Exercise brief: Which lines of the records contain the string "wall"? Return each of them, treating uppercase and lowercase as different.

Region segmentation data
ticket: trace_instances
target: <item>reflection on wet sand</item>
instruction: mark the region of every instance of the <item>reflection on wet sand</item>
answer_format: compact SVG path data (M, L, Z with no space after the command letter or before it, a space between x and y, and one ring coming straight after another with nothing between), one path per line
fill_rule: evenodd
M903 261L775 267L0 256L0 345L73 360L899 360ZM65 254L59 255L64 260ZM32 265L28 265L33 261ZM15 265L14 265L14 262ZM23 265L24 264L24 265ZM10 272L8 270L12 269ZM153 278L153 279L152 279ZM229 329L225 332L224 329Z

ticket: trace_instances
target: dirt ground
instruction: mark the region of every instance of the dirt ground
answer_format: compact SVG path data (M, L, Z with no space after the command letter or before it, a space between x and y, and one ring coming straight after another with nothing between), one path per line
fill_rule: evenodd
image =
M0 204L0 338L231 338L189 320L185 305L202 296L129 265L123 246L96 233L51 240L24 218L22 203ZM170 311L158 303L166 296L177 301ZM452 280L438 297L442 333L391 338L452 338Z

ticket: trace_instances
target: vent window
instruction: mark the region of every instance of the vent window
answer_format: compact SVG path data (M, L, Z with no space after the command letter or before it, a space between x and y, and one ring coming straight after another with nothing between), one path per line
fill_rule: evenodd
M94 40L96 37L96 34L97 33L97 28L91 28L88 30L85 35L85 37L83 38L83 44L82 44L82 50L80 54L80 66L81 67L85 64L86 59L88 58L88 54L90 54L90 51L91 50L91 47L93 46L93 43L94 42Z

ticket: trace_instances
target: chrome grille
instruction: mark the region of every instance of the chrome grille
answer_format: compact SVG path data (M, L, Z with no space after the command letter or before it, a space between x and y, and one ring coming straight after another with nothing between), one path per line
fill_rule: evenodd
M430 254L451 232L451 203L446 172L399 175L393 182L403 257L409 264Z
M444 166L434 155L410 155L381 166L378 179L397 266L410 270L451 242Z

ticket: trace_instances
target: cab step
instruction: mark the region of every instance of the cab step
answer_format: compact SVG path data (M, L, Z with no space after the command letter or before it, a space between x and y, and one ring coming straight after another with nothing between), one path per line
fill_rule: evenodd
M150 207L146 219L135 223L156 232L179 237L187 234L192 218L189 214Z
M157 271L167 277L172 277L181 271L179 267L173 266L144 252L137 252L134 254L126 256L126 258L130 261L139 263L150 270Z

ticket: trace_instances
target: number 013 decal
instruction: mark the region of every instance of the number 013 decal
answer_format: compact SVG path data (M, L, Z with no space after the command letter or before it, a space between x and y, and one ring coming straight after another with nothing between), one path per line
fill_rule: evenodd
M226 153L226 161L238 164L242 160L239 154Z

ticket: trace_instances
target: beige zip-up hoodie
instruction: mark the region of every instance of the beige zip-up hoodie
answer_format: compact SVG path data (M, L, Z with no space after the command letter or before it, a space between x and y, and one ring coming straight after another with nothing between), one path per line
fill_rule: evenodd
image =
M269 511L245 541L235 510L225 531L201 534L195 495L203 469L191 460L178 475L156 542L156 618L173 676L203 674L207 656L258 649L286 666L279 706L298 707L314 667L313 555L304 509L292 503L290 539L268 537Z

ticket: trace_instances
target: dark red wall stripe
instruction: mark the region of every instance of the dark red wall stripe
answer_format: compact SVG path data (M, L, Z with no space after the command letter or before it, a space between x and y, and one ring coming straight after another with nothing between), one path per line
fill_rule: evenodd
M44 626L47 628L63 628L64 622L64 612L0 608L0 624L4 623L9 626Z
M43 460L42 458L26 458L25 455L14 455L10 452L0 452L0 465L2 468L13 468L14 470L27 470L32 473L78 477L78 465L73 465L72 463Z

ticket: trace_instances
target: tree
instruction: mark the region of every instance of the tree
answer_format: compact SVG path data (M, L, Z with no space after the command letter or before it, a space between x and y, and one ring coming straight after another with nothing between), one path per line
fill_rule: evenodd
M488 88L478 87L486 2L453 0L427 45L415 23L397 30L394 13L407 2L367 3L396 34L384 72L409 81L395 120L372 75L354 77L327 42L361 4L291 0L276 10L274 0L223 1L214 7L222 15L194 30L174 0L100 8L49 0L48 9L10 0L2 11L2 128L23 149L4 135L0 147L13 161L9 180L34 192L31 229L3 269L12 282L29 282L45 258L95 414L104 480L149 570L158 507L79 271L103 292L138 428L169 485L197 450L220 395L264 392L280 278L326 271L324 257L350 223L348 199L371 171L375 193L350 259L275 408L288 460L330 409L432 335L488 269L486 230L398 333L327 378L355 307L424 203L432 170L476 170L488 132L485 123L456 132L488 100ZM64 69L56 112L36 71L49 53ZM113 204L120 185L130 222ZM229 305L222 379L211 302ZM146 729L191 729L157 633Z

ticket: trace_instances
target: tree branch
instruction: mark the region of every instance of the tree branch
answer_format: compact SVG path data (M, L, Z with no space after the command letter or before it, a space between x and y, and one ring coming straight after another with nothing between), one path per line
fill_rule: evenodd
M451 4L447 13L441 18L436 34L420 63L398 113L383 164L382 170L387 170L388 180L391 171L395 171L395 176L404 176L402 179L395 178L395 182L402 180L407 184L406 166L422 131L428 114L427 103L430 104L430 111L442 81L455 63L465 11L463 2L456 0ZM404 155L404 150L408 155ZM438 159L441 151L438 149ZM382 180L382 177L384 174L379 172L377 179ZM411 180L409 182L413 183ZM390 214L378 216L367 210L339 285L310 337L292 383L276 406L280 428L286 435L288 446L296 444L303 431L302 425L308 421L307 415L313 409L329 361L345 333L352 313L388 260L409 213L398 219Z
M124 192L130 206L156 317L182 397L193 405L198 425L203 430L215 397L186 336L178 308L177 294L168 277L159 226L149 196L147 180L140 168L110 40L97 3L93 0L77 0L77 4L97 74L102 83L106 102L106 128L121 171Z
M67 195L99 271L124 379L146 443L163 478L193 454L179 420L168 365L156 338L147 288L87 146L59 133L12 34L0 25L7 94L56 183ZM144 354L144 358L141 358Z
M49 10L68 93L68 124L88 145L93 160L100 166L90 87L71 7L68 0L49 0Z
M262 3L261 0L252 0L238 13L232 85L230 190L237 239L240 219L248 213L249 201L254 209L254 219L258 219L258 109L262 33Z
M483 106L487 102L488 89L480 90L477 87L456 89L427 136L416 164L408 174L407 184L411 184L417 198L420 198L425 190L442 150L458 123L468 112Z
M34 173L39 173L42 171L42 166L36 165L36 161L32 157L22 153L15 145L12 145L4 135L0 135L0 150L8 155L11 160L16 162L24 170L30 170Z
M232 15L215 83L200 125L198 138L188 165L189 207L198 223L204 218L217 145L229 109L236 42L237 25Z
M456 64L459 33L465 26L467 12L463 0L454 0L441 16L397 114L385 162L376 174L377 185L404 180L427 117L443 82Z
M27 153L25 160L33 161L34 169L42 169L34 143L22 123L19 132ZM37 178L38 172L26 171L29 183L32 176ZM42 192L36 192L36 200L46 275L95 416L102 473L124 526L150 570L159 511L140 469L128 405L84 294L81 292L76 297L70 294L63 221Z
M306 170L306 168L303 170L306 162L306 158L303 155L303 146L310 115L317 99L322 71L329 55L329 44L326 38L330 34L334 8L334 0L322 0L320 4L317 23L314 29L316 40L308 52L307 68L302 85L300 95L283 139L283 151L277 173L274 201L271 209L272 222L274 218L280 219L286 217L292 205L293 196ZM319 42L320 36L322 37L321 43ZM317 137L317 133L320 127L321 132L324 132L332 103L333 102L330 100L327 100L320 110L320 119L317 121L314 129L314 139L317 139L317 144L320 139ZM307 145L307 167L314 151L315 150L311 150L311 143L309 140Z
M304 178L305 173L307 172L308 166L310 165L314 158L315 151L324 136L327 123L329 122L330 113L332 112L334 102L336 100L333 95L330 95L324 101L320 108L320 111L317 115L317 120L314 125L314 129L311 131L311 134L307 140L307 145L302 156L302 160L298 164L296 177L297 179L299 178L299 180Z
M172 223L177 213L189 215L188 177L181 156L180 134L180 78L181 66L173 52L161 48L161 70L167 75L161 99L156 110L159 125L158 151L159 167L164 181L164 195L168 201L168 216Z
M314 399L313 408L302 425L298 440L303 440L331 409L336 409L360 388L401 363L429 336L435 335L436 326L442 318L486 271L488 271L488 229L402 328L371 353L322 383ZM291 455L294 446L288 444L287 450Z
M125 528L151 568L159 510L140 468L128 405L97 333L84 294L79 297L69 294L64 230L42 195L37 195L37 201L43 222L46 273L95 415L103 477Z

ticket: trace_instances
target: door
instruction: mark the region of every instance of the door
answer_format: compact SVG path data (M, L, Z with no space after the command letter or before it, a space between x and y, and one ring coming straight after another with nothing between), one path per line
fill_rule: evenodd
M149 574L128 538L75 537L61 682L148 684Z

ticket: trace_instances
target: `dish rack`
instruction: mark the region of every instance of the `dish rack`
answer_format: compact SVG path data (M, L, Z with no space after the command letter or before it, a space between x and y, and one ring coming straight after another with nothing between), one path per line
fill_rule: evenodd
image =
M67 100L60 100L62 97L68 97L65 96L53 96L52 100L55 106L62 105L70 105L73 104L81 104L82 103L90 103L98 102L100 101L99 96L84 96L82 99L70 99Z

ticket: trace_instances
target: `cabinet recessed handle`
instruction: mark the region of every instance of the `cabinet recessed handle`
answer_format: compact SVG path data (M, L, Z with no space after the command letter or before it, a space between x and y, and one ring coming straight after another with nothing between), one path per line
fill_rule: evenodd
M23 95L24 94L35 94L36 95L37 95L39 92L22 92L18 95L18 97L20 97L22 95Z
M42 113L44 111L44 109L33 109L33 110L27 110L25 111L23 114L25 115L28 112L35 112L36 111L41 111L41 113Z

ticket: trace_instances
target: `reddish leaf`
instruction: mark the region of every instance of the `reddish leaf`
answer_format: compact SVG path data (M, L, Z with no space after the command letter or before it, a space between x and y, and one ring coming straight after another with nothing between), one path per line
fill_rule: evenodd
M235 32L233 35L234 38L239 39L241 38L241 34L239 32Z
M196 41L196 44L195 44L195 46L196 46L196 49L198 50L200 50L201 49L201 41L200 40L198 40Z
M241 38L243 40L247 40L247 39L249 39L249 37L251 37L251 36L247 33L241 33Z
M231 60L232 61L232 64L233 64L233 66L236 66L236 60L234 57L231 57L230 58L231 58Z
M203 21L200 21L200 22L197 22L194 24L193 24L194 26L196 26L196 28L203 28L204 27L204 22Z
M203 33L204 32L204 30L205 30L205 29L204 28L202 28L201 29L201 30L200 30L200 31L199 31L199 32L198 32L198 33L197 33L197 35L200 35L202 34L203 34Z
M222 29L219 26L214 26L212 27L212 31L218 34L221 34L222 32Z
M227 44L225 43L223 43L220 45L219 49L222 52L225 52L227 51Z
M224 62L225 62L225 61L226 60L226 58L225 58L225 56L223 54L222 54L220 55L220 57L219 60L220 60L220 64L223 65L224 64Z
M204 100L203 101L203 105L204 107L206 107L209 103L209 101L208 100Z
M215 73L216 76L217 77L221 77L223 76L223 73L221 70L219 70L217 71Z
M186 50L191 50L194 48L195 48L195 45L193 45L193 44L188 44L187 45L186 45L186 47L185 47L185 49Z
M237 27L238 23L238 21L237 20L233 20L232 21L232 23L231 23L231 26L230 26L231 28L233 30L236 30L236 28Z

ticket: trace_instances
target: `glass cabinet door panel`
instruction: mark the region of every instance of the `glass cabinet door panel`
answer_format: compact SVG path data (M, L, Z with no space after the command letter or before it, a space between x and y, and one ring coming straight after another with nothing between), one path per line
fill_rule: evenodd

Full response:
target: dark red wall stripe
instruction: mark the region of every instance of the dark red wall stripe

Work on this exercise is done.